- [DIRECTIONS FOR THIS TASK]: In the page excerpt, how long is the drive from the writer's home to the city?

It was really interesting, because it’s so different from the way KJ and I live, and despite the fact that I don’t think I could ever do it long term, I did enjoy it for the short time that I was there. I liked the convenience of everything. For us it’s a good 30-40 minute drive to get to the city, so if we want to do something different, it’s a big deal rather than just a stroll down the road. It would be nice to be able to find a hundred things to do on a Saturday night all within walking distance.
I might have to go and visit her more often.


I thought I’d leave you with a Whitlams song so that you could get a glimpse of what my awesome weekend was like.



Crazy Confused Magpie

Thursday, August 06, 2009

Crazy confused Magpie is back. I can’t recall if I’ve mentioned him here before. He's a bird who is confused about what time of the day it is. He warbles the way magpies do in the morning – only he does it all night instead of in the morning like regular magpies. He graced us with his wonderful noisy presence all of last winter and has been un-noticeably and pleasantly absent until last night.

- [GIVEN ENTRIES]:

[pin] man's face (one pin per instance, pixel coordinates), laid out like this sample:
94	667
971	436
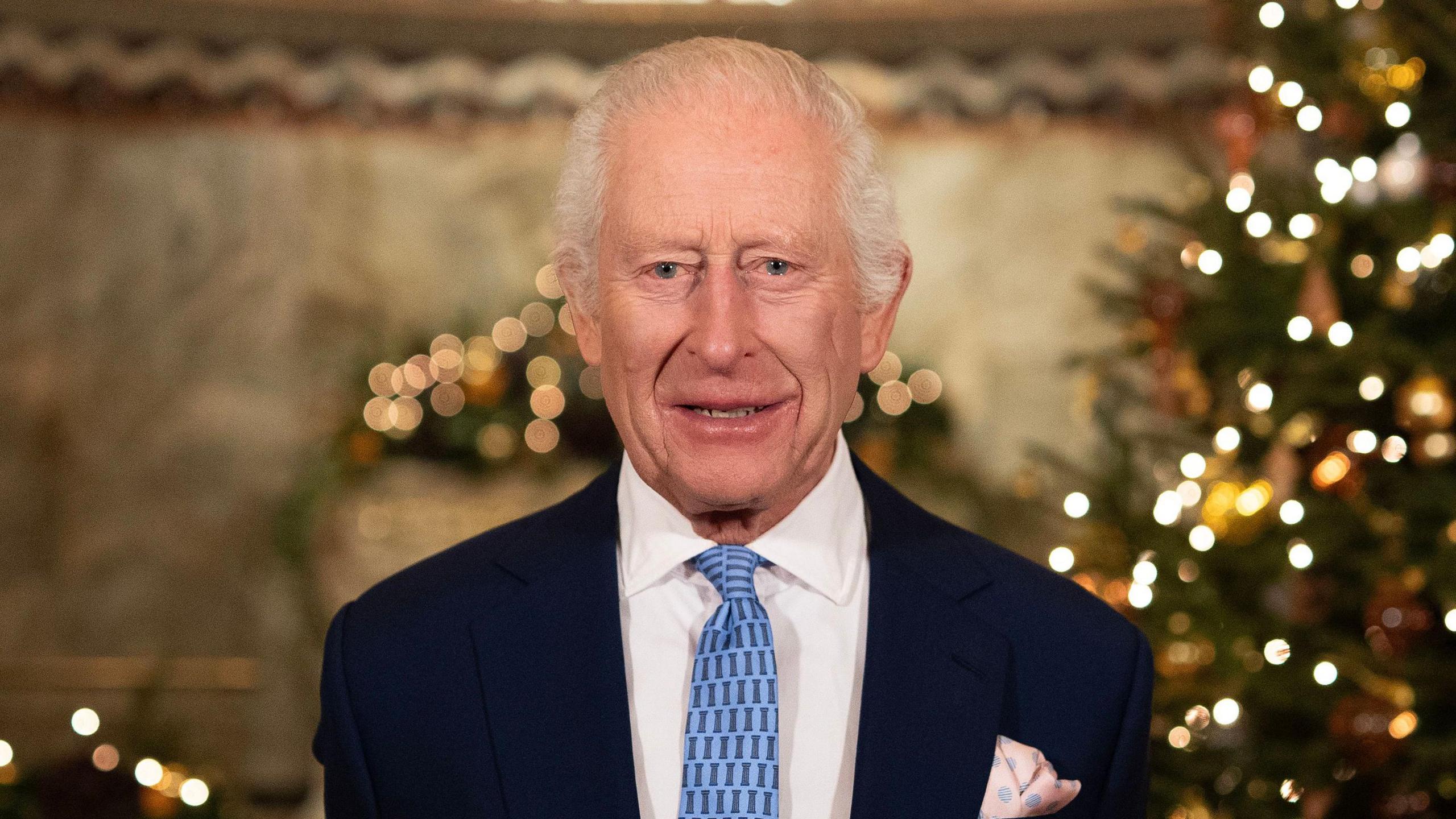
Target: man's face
727	330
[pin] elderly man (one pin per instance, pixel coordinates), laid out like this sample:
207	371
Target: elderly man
739	618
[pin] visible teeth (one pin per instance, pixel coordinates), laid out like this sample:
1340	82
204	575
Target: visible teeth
737	413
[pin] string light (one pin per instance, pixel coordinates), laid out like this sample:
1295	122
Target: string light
1060	559
1259	225
1290	94
1299	554
1226	712
1077	504
1226	439
1276	652
1193	465
1200	538
1261	79
1372	388
1299	328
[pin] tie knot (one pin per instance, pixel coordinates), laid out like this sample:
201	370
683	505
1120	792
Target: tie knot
730	569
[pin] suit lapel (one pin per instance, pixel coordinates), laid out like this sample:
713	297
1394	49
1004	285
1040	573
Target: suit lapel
552	669
934	674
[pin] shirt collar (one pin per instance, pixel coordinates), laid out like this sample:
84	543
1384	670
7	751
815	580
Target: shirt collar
822	541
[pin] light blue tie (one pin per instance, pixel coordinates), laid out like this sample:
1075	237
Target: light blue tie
731	744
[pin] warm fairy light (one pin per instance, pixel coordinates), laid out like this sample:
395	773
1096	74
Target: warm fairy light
105	757
1254	498
893	397
1276	652
1168	507
547	282
542	436
1301	556
1190	491
508	334
1077	504
1290	94
193	792
1261	79
1392	449
1202	538
1139	595
149	773
544	371
1226	712
1145	573
1259	225
1408	260
1299	328
925	387
1193	465
495	442
1260	397
1362	442
1302	226
448	400
1060	559
85	722
1331	470
1403	725
1226	439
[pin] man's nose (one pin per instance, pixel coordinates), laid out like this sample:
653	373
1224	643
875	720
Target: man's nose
723	320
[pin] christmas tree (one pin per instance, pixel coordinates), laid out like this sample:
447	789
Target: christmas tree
1277	426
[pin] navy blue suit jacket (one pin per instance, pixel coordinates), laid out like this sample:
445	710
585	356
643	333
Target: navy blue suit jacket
488	681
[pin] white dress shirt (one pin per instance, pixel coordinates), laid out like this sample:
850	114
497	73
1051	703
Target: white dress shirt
817	599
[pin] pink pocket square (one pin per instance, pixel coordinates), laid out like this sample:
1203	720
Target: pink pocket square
1024	783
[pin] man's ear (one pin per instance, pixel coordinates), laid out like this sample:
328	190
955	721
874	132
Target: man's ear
584	322
877	322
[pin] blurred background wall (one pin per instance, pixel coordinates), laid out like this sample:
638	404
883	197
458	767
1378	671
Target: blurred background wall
213	212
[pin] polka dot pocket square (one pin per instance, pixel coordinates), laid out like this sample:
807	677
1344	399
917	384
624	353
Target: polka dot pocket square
1024	783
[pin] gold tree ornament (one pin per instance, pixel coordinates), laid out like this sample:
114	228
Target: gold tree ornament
1424	404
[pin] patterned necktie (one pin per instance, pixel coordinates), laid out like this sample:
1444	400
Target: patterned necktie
730	750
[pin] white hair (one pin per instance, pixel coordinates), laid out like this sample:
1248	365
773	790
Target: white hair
717	68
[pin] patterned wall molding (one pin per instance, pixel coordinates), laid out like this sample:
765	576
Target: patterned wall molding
102	71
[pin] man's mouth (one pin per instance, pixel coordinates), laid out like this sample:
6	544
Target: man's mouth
733	413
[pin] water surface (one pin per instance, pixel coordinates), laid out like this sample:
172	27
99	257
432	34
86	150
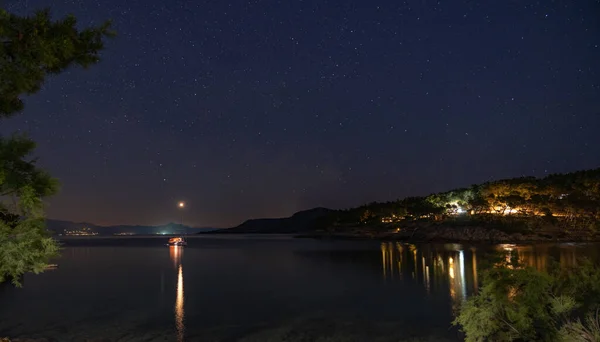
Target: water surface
253	289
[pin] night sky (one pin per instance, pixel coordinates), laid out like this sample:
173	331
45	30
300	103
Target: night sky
250	109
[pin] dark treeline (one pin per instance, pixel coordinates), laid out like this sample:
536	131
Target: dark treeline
566	201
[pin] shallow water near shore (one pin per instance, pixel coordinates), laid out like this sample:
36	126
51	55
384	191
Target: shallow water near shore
254	288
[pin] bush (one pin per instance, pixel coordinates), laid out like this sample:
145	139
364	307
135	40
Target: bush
522	303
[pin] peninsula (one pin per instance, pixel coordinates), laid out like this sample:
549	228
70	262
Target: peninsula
559	207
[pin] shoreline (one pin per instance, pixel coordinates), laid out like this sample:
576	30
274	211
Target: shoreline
390	237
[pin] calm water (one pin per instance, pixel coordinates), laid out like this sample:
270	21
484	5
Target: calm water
253	289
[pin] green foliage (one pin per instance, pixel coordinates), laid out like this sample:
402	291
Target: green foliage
519	303
35	46
31	48
567	202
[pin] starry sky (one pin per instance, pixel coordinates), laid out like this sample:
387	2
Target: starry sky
249	109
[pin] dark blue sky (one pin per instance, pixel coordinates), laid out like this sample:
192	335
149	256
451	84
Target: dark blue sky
263	108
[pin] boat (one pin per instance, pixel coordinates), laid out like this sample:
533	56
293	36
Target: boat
177	241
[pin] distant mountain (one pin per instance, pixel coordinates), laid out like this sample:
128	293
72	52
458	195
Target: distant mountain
61	227
303	221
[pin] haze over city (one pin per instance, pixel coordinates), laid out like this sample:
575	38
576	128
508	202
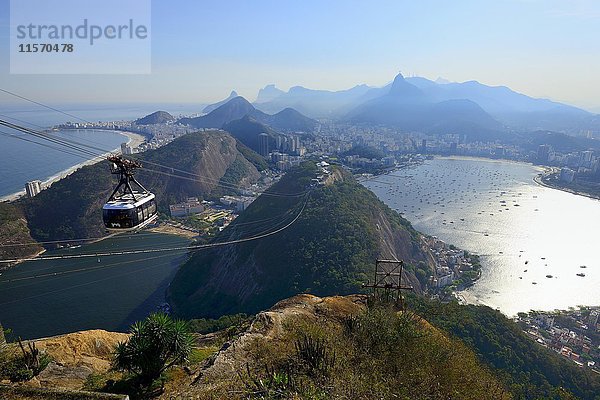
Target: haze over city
299	199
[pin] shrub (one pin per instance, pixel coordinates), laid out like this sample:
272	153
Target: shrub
156	344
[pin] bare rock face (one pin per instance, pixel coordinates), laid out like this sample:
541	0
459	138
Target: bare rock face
222	369
75	356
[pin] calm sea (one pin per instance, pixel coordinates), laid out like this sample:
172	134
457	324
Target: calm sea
45	298
533	240
21	161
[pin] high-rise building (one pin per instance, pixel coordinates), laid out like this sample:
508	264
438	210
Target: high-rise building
263	144
33	188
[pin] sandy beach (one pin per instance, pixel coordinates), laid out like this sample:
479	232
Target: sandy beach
134	140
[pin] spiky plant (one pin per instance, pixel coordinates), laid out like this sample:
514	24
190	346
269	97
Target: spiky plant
156	344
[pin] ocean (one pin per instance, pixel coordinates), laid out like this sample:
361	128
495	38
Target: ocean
21	161
46	298
533	240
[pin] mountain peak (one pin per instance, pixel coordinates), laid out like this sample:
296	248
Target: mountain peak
401	88
216	105
268	93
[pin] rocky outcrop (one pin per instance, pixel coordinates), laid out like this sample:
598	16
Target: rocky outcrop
76	356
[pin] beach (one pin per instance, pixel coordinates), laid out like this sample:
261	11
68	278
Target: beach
134	140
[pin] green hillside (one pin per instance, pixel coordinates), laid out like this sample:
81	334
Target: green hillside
72	207
330	249
528	369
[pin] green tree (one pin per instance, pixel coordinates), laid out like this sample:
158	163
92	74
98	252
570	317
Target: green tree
156	344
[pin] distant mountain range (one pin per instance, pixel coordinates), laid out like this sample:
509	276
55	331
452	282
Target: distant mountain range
450	106
158	117
214	106
287	119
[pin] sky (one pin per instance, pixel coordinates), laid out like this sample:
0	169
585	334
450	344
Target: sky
201	50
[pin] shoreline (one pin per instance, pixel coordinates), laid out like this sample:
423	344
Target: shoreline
133	139
539	179
463	294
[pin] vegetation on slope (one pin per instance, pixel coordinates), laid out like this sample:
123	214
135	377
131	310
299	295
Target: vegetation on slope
320	348
529	370
72	207
13	233
330	249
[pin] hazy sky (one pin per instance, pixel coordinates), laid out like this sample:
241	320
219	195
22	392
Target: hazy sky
201	50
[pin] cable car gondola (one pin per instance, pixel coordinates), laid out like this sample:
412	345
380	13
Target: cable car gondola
128	209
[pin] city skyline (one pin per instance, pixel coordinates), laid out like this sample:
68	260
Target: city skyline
200	55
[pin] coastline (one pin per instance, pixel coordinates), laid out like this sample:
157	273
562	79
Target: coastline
539	179
133	139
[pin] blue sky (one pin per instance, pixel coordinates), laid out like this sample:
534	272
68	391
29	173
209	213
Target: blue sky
201	50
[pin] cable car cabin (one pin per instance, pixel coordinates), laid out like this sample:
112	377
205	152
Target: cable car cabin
126	214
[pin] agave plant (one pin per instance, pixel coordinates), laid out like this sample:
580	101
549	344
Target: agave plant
156	344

- [SOLUTION FOR THIS TASK]: A good 30-40 minutes.